* Start MATERIAL *

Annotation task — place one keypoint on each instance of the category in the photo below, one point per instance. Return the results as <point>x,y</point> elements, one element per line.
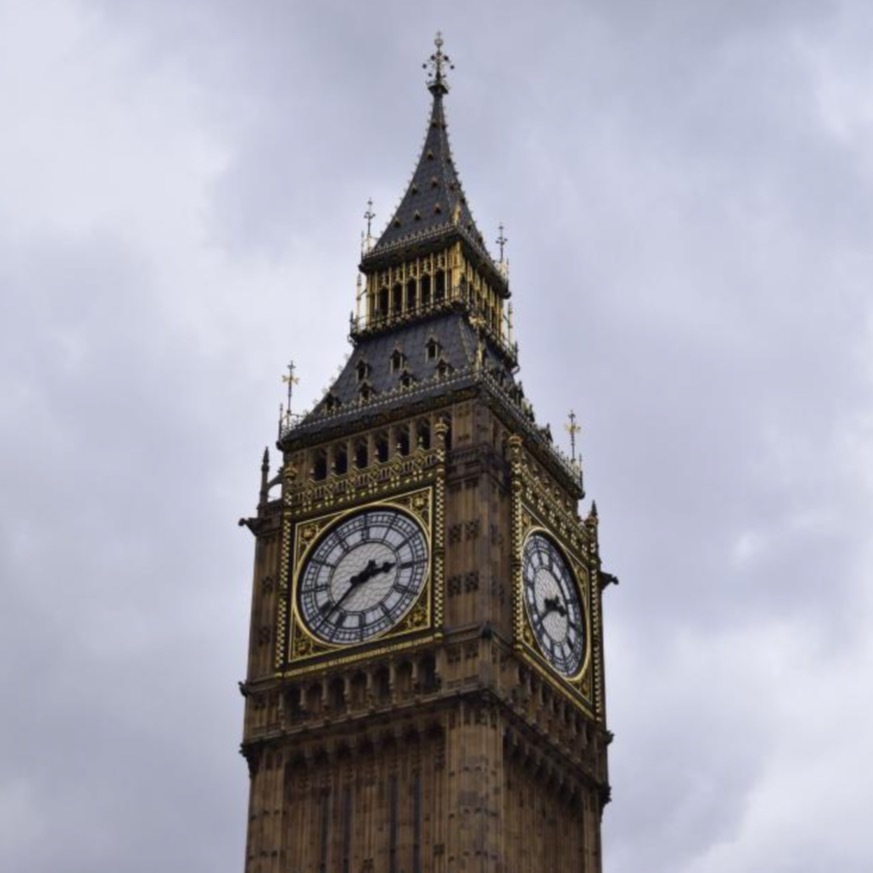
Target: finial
<point>437,83</point>
<point>367,240</point>
<point>572,428</point>
<point>501,241</point>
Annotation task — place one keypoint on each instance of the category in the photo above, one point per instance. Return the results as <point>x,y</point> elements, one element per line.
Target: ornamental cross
<point>369,215</point>
<point>437,61</point>
<point>573,428</point>
<point>501,241</point>
<point>290,380</point>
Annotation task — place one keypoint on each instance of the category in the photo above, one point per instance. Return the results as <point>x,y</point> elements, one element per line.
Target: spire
<point>437,83</point>
<point>434,206</point>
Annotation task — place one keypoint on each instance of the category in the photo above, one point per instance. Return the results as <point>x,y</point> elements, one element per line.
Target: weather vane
<point>290,380</point>
<point>573,428</point>
<point>437,62</point>
<point>367,239</point>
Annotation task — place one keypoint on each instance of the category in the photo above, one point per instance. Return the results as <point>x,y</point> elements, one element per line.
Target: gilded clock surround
<point>303,644</point>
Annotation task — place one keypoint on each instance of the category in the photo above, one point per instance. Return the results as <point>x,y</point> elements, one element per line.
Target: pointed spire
<point>434,209</point>
<point>367,240</point>
<point>437,62</point>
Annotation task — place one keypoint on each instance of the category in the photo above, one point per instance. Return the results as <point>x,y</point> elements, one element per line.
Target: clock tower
<point>425,685</point>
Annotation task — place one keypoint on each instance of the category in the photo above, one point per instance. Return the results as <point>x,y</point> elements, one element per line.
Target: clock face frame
<point>362,576</point>
<point>554,605</point>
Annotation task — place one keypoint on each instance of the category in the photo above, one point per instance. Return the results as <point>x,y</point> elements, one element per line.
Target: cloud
<point>686,193</point>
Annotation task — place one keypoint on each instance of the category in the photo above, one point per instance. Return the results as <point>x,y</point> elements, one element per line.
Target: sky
<point>687,191</point>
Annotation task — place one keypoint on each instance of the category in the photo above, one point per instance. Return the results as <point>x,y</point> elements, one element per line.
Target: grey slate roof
<point>370,383</point>
<point>434,206</point>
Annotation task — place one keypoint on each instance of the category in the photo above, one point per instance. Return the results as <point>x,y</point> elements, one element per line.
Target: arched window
<point>440,293</point>
<point>422,429</point>
<point>340,460</point>
<point>319,467</point>
<point>403,439</point>
<point>361,454</point>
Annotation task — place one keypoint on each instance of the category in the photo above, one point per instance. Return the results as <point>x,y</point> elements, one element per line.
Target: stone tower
<point>425,687</point>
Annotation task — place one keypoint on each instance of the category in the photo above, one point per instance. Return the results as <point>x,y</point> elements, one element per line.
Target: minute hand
<point>372,569</point>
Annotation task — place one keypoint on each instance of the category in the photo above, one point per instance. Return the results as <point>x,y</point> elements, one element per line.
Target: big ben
<point>425,685</point>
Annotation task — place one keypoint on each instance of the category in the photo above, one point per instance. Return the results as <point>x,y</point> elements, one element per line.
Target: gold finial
<point>573,428</point>
<point>478,323</point>
<point>501,241</point>
<point>290,380</point>
<point>438,62</point>
<point>367,241</point>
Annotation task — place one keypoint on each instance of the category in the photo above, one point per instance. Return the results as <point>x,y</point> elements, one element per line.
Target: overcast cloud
<point>686,187</point>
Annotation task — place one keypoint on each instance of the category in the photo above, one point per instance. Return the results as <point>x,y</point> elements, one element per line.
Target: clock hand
<point>372,569</point>
<point>553,604</point>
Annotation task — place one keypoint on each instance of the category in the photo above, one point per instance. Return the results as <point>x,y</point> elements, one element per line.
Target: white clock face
<point>553,604</point>
<point>363,576</point>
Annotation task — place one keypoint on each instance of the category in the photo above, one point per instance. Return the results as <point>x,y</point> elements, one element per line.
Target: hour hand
<point>554,604</point>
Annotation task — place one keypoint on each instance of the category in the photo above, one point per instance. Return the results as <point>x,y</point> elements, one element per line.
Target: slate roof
<point>434,208</point>
<point>370,382</point>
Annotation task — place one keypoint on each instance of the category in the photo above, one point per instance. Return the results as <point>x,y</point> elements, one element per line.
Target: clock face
<point>554,606</point>
<point>363,576</point>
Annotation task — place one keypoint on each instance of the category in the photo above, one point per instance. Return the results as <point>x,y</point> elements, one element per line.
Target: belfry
<point>425,685</point>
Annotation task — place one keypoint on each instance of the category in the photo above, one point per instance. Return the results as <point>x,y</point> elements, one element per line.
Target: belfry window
<point>423,434</point>
<point>382,447</point>
<point>403,439</point>
<point>362,454</point>
<point>398,359</point>
<point>440,286</point>
<point>340,460</point>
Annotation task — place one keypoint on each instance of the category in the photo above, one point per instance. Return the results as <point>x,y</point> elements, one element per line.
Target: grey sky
<point>686,187</point>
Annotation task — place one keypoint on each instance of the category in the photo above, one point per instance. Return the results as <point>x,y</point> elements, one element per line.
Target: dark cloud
<point>686,190</point>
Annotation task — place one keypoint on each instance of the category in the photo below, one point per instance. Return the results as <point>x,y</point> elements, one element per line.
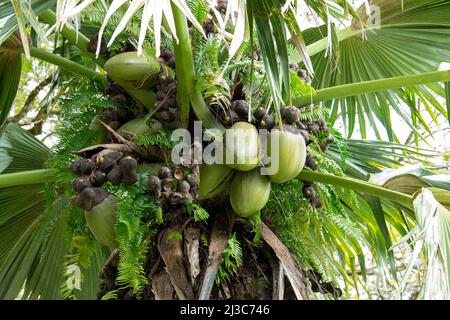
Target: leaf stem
<point>186,93</point>
<point>357,185</point>
<point>26,177</point>
<point>358,88</point>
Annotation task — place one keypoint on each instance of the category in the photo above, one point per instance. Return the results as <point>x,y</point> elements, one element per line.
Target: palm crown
<point>361,76</point>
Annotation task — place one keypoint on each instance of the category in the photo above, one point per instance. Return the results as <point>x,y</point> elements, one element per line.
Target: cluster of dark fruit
<point>237,112</point>
<point>174,185</point>
<point>319,127</point>
<point>300,73</point>
<point>317,285</point>
<point>209,26</point>
<point>167,57</point>
<point>106,166</point>
<point>108,275</point>
<point>92,46</point>
<point>166,103</point>
<point>310,193</point>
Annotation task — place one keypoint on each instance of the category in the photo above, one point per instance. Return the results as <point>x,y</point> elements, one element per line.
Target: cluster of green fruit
<point>106,166</point>
<point>249,190</point>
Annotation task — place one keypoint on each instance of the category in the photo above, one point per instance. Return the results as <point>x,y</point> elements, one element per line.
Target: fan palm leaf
<point>412,38</point>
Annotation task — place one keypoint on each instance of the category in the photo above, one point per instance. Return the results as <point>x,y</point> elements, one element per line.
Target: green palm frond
<point>412,39</point>
<point>10,70</point>
<point>359,158</point>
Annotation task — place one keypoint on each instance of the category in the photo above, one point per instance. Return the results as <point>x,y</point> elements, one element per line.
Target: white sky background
<point>441,140</point>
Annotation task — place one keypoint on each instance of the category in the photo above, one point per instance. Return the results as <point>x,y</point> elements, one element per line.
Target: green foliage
<point>197,212</point>
<point>136,216</point>
<point>314,236</point>
<point>232,259</point>
<point>313,113</point>
<point>161,139</point>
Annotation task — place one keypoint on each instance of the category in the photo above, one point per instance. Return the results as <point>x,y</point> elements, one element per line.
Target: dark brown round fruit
<point>208,26</point>
<point>301,126</point>
<point>165,116</point>
<point>115,175</point>
<point>85,200</point>
<point>128,165</point>
<point>241,107</point>
<point>291,115</point>
<point>120,98</point>
<point>259,113</point>
<point>106,162</point>
<point>231,117</point>
<point>192,179</point>
<point>267,122</point>
<point>130,178</point>
<point>309,192</point>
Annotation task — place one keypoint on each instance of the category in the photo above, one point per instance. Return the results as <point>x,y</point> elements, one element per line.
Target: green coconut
<point>214,179</point>
<point>242,146</point>
<point>249,192</point>
<point>291,156</point>
<point>132,70</point>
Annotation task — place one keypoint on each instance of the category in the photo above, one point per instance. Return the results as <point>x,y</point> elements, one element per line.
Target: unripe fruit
<point>249,193</point>
<point>242,146</point>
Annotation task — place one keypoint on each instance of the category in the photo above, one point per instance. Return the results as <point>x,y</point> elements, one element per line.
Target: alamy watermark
<point>236,146</point>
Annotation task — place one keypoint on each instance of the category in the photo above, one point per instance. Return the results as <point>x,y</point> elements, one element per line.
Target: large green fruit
<point>249,192</point>
<point>132,70</point>
<point>242,146</point>
<point>289,155</point>
<point>101,220</point>
<point>214,179</point>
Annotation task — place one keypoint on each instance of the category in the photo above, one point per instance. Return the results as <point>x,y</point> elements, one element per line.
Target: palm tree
<point>222,53</point>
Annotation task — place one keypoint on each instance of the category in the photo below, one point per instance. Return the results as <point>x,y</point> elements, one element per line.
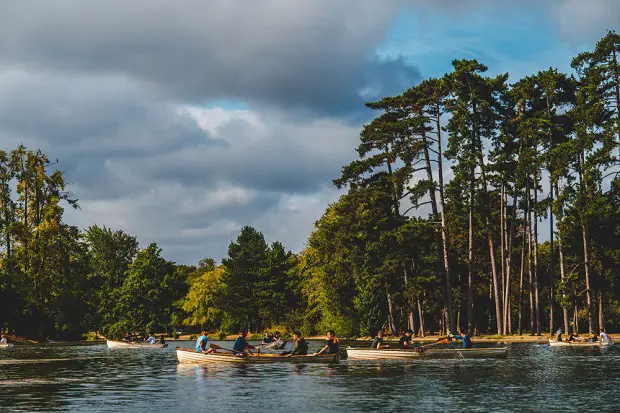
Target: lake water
<point>95,379</point>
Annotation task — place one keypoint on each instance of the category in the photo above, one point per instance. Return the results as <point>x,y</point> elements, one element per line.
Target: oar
<point>443,341</point>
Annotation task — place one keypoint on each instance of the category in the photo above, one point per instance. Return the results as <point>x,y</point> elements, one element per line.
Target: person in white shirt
<point>604,336</point>
<point>151,339</point>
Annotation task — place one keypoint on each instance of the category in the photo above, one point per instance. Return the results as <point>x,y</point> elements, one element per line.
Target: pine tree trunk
<point>421,315</point>
<point>551,258</point>
<point>584,236</point>
<point>601,323</point>
<point>390,308</point>
<point>529,262</point>
<point>444,229</point>
<point>536,298</point>
<point>559,215</point>
<point>522,271</point>
<point>502,231</point>
<point>470,263</point>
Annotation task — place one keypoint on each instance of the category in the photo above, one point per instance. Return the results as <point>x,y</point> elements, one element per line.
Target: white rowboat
<point>554,343</point>
<point>122,344</point>
<point>186,355</point>
<point>405,354</point>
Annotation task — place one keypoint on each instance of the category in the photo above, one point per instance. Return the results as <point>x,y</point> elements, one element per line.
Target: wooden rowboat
<point>407,354</point>
<point>122,344</point>
<point>554,343</point>
<point>186,355</point>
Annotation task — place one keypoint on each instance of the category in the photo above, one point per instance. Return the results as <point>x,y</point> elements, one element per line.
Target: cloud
<point>314,56</point>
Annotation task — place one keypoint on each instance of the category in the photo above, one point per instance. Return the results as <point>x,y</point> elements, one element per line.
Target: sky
<point>181,121</point>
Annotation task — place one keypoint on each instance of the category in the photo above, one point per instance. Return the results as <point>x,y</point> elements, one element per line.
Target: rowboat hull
<point>596,344</point>
<point>189,356</point>
<point>407,354</point>
<point>122,344</point>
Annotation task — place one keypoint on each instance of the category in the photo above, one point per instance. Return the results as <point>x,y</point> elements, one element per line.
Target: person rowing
<point>604,336</point>
<point>332,346</point>
<point>241,344</point>
<point>463,336</point>
<point>378,341</point>
<point>201,343</point>
<point>267,338</point>
<point>405,340</point>
<point>151,340</point>
<point>300,347</point>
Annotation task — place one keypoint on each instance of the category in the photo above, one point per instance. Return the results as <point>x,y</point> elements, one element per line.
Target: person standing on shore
<point>462,335</point>
<point>241,344</point>
<point>300,347</point>
<point>332,346</point>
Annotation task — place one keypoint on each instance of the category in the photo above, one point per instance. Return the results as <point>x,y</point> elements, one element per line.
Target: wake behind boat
<point>186,355</point>
<point>405,354</point>
<point>555,343</point>
<point>122,344</point>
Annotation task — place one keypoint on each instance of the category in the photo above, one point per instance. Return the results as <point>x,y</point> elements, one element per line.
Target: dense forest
<point>439,225</point>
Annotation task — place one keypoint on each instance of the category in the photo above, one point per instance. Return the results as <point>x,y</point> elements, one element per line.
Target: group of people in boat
<point>405,341</point>
<point>273,341</point>
<point>300,345</point>
<point>602,337</point>
<point>131,339</point>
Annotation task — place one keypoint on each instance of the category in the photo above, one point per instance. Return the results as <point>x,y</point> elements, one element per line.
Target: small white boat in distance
<point>555,343</point>
<point>122,344</point>
<point>404,354</point>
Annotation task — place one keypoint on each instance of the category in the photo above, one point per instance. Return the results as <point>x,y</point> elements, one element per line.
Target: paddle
<point>442,341</point>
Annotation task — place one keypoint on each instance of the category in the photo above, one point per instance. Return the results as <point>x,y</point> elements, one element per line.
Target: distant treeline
<point>439,226</point>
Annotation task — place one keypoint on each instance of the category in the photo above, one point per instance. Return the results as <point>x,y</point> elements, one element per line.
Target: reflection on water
<point>94,378</point>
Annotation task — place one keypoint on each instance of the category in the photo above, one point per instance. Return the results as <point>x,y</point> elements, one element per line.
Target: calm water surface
<point>94,379</point>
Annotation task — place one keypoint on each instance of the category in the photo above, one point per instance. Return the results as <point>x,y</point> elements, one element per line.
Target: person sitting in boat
<point>332,346</point>
<point>201,343</point>
<point>151,339</point>
<point>241,344</point>
<point>267,338</point>
<point>604,336</point>
<point>405,340</point>
<point>300,347</point>
<point>378,341</point>
<point>277,341</point>
<point>463,336</point>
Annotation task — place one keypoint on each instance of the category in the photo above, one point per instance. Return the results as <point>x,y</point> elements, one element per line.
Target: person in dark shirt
<point>332,346</point>
<point>300,347</point>
<point>405,340</point>
<point>267,338</point>
<point>378,341</point>
<point>462,335</point>
<point>241,344</point>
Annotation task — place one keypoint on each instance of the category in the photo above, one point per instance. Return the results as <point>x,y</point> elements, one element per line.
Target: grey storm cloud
<point>118,91</point>
<point>315,55</point>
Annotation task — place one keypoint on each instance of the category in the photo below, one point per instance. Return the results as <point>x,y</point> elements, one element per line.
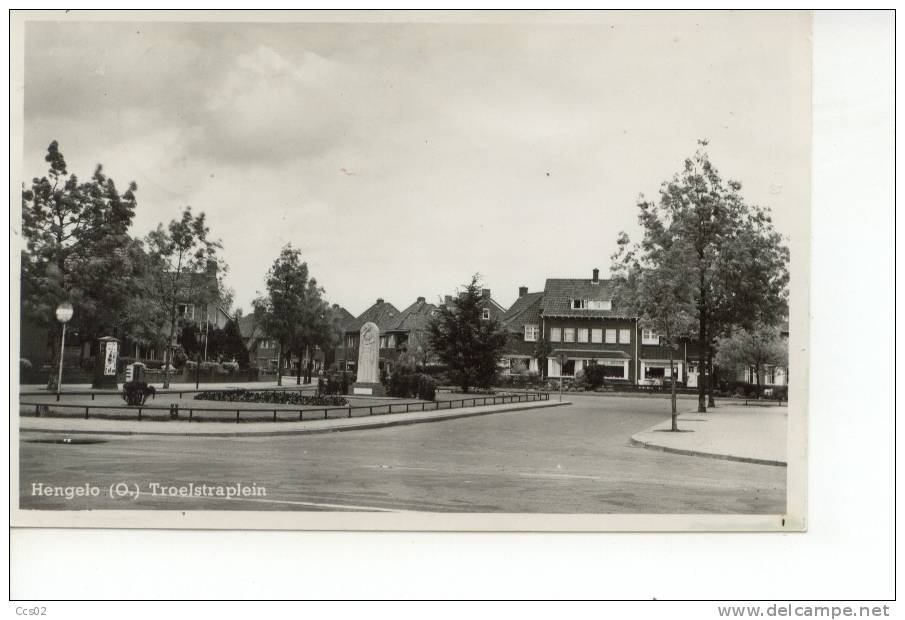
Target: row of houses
<point>577,316</point>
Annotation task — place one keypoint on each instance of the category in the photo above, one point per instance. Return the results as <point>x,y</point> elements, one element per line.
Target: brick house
<point>383,314</point>
<point>263,351</point>
<point>583,324</point>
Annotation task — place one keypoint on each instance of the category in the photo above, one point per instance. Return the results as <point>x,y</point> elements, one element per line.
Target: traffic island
<point>731,432</point>
<point>215,429</point>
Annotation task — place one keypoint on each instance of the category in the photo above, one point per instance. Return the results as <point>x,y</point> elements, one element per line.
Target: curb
<point>304,431</point>
<point>709,455</point>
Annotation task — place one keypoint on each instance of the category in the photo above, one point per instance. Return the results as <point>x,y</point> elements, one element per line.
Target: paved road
<point>573,459</point>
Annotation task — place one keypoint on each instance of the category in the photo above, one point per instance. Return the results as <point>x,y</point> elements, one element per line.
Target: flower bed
<point>272,396</point>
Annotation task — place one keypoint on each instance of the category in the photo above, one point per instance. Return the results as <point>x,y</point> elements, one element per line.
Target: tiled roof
<point>382,313</point>
<point>559,291</point>
<point>247,326</point>
<point>525,309</point>
<point>346,318</point>
<point>416,316</point>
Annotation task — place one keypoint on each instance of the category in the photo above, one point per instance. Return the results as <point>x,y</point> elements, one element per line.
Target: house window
<point>613,369</point>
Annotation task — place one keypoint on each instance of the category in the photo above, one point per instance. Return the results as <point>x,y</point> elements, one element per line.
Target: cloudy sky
<point>401,157</point>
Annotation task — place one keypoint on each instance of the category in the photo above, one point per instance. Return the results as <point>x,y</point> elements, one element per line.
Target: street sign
<point>64,312</point>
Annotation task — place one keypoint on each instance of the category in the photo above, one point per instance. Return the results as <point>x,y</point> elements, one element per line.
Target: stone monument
<point>368,378</point>
<point>106,363</point>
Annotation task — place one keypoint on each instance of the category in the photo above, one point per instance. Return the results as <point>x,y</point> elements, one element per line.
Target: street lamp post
<point>64,314</point>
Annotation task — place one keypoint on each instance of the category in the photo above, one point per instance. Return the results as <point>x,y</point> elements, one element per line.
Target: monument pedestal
<point>367,389</point>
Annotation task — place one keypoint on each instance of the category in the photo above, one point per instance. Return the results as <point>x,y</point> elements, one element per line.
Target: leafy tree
<point>182,264</point>
<point>469,345</point>
<point>732,256</point>
<point>761,346</point>
<point>77,248</point>
<point>652,283</point>
<point>293,312</point>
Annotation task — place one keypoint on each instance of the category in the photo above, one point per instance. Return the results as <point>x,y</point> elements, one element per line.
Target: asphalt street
<point>574,459</point>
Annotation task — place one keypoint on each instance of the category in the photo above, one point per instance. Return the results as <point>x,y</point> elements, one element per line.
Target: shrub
<point>273,397</point>
<point>593,376</point>
<point>411,385</point>
<point>135,393</point>
<point>179,358</point>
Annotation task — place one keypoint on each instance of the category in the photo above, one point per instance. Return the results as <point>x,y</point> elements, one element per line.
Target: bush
<point>273,397</point>
<point>135,393</point>
<point>593,376</point>
<point>411,385</point>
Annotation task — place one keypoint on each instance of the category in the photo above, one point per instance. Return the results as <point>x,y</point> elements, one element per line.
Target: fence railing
<point>174,409</point>
<point>162,391</point>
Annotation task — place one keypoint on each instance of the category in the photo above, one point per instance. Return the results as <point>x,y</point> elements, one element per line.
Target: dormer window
<point>590,304</point>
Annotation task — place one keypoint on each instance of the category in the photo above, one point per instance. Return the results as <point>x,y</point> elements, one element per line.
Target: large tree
<point>181,258</point>
<point>753,349</point>
<point>468,344</point>
<point>293,311</point>
<point>77,249</point>
<point>652,283</point>
<point>734,259</point>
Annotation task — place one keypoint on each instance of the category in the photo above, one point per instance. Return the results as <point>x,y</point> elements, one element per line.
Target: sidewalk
<point>263,429</point>
<point>731,432</point>
<point>176,387</point>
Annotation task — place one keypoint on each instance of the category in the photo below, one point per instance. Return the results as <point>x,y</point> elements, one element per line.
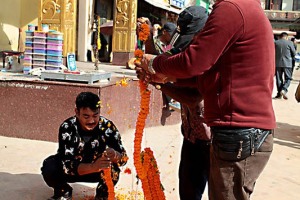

* End MATERIAL *

From the entries above, extract every line that contains the string "dark", treating matches as case-sensitive.

RESULT FOR THIS EXERCISE:
Target: dark cloud
Target: cluster of dark fruit
Target: dark brown round fruit
Target: person in dark shirt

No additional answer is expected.